Record extracts ▸
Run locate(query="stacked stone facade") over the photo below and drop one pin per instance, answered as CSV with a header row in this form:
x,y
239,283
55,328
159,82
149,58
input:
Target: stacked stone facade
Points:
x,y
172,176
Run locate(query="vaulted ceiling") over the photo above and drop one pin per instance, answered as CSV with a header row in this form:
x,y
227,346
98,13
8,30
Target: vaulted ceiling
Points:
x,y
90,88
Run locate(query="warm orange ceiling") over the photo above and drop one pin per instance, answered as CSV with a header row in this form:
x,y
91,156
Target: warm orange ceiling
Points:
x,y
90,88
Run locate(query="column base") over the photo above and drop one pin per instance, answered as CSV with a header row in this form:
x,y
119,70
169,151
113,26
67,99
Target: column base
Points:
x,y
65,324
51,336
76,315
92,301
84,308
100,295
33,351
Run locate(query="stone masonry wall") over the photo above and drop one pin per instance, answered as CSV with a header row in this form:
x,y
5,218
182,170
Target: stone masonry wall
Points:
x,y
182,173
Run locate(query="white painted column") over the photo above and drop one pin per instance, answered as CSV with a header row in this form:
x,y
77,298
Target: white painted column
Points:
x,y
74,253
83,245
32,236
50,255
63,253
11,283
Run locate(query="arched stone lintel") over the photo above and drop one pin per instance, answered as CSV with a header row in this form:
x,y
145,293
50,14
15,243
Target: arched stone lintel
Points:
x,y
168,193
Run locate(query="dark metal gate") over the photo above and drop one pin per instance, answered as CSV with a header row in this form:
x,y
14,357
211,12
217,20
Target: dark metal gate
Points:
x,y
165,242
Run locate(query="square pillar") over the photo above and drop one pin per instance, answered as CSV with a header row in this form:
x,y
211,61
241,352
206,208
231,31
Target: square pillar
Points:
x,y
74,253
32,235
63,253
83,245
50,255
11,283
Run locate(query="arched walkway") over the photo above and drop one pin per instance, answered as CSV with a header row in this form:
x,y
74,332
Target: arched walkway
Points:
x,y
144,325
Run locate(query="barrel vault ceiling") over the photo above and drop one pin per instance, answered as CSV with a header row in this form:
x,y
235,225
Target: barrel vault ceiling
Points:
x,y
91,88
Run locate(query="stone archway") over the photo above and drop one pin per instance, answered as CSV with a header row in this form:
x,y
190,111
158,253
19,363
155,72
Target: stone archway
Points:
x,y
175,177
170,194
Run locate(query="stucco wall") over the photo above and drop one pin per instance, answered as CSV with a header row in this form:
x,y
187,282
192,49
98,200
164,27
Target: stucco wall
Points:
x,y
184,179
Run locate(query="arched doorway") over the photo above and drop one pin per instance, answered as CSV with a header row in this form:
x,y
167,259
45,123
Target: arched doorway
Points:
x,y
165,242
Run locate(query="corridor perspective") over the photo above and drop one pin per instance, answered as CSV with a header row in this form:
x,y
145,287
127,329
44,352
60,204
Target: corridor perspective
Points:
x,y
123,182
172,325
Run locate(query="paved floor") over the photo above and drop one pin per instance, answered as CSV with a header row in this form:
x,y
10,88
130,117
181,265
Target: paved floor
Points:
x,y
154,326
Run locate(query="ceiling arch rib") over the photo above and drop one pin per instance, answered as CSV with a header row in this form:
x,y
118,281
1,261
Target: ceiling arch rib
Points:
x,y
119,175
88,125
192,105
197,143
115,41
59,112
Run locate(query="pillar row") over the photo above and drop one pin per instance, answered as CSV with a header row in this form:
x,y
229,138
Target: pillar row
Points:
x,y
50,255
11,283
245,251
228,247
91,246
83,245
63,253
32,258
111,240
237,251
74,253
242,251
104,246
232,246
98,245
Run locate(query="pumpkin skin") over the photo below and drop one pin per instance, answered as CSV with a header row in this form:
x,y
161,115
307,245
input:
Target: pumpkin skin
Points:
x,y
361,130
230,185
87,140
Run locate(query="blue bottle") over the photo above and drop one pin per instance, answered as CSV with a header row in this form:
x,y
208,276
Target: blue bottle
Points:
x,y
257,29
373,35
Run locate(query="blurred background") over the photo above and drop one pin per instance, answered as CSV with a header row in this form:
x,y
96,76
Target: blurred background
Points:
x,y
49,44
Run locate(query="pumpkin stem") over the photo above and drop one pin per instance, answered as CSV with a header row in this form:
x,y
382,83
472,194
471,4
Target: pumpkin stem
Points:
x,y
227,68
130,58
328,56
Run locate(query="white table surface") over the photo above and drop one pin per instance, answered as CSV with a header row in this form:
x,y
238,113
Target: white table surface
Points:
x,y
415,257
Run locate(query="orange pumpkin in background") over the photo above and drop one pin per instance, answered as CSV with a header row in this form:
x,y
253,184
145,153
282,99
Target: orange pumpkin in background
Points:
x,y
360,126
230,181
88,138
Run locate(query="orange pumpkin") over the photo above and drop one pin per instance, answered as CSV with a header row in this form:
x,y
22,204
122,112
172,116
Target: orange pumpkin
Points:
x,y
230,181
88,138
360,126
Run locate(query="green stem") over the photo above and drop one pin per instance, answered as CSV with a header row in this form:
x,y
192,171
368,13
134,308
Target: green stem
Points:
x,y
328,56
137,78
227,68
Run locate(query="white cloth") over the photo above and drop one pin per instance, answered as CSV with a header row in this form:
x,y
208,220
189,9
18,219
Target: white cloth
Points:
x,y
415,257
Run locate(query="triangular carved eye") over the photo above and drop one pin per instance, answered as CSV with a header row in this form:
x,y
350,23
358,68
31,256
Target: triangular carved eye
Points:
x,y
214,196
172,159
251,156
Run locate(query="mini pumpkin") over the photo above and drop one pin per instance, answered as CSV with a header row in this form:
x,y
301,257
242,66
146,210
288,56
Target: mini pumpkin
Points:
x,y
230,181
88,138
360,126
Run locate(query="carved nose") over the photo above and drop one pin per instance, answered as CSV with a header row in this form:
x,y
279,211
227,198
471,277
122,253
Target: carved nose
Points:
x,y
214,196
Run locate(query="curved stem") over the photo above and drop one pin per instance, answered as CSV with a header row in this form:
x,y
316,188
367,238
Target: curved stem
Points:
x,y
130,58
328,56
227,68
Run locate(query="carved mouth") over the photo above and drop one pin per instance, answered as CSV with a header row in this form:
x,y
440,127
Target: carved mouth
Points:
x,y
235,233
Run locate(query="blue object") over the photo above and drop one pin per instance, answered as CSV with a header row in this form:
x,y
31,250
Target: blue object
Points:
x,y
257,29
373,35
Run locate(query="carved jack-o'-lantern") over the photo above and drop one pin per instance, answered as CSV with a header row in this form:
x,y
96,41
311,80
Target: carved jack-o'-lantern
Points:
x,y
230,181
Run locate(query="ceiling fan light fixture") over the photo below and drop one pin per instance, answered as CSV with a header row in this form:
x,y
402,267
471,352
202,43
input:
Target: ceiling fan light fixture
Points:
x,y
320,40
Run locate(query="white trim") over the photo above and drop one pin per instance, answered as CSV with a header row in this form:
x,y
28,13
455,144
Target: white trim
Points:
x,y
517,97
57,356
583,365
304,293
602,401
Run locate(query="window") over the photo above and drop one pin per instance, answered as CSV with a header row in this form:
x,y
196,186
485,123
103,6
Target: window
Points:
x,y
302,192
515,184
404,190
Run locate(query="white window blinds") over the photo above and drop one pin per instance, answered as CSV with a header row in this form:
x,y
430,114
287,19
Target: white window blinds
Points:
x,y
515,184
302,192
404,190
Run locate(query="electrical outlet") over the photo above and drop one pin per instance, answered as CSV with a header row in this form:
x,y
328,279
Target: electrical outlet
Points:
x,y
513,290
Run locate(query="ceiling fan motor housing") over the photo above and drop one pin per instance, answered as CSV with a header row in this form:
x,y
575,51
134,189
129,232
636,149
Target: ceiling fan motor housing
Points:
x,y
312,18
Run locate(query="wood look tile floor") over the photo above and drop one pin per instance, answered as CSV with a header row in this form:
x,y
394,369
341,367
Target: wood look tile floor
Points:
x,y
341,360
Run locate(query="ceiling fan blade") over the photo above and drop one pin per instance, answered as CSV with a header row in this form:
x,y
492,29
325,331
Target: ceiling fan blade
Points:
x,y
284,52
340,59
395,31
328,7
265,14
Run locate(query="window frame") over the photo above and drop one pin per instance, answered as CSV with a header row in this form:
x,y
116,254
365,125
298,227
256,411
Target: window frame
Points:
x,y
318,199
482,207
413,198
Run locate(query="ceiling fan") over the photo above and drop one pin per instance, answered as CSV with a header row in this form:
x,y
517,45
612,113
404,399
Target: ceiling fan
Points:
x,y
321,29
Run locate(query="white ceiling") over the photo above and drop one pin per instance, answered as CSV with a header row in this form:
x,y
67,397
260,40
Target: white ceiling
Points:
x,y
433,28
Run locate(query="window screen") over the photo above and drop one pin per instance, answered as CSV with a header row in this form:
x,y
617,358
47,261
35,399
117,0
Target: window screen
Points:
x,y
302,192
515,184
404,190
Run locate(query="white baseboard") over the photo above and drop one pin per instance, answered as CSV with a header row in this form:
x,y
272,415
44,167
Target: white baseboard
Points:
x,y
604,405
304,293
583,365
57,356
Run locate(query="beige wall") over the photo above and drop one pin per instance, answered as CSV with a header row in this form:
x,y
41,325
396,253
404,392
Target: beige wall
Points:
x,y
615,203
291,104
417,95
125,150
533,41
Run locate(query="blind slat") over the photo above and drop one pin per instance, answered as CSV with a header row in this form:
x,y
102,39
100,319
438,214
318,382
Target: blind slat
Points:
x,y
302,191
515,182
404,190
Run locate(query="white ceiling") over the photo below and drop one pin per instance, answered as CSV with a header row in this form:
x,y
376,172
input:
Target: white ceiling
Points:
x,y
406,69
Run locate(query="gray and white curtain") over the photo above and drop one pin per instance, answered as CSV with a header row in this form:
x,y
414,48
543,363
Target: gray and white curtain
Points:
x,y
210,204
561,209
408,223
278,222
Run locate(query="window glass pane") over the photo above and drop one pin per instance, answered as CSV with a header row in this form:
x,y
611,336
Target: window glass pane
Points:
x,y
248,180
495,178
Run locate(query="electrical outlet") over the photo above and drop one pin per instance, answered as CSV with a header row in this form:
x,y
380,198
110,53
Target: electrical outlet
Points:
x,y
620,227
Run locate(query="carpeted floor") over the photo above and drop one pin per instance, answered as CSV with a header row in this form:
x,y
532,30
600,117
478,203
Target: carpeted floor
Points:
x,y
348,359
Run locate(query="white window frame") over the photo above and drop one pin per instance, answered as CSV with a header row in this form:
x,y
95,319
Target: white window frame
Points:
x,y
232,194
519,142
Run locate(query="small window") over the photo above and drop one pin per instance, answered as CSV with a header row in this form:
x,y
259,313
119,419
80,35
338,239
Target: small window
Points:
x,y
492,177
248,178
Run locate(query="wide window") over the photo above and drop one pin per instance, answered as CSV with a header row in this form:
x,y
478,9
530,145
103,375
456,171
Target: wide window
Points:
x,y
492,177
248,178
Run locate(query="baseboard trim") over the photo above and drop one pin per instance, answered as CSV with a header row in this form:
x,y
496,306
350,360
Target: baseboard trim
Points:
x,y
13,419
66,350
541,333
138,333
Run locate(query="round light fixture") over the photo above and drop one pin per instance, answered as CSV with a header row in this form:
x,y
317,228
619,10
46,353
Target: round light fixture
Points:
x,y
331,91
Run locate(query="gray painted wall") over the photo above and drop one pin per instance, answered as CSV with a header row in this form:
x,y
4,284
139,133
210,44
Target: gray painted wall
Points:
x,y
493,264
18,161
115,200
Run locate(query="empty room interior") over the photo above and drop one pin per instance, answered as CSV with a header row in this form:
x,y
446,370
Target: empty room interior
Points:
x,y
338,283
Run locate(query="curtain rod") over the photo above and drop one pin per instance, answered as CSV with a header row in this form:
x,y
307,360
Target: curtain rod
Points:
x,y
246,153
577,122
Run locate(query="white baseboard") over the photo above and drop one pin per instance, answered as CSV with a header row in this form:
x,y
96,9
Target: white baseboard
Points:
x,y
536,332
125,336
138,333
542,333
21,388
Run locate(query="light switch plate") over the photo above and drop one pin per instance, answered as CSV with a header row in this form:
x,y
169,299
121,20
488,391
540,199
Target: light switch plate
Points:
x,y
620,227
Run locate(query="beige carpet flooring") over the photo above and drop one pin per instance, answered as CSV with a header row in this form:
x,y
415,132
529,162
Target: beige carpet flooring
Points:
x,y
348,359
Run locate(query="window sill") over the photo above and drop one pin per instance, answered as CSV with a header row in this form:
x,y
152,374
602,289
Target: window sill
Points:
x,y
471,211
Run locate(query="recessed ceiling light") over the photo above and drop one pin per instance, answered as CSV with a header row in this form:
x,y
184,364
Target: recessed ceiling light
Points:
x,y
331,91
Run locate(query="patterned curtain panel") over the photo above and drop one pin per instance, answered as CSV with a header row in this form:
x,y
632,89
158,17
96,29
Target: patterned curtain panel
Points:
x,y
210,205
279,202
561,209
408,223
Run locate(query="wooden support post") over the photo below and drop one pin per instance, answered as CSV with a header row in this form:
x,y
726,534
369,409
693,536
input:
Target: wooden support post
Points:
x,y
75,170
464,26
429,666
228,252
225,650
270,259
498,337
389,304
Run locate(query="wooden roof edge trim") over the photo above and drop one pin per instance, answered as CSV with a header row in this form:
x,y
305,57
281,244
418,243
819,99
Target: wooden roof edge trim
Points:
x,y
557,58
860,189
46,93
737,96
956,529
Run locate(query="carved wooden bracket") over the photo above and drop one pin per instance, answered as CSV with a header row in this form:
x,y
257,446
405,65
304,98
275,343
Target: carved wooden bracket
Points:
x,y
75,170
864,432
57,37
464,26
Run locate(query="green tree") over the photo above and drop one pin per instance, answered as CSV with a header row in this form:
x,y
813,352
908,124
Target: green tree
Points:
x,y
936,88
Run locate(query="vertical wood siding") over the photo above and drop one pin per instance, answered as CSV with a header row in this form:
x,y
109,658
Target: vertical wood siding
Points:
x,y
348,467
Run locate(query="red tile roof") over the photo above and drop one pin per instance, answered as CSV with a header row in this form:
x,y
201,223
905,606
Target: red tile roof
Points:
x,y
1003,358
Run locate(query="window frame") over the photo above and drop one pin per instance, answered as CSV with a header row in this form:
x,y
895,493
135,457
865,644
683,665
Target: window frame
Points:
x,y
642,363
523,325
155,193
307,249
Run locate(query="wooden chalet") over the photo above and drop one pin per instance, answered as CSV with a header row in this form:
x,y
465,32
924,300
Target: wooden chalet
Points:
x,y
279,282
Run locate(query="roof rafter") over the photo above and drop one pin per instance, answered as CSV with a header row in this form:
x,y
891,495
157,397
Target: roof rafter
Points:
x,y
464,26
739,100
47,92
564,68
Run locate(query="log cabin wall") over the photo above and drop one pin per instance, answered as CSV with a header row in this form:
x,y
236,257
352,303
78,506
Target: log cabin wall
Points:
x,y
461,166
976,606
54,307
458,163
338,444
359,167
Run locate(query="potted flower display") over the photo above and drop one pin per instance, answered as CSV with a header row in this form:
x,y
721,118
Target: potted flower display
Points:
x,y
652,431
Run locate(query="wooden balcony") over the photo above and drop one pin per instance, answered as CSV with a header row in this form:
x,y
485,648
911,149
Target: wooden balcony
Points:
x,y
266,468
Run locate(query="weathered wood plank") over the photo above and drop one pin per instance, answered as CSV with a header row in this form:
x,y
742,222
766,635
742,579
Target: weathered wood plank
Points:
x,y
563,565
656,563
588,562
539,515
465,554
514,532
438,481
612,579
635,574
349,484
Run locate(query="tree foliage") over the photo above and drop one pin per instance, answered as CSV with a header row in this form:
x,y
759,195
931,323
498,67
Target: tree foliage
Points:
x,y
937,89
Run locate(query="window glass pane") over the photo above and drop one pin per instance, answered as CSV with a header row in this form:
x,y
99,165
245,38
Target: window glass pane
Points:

What this task involves ▸
Show every line from the entries that includes the word "sill".

Written solution ▸
Run locate(query="window sill") over the photo above and drop one pin per instance, answered as CSV with a header row in this form:
Target: window sill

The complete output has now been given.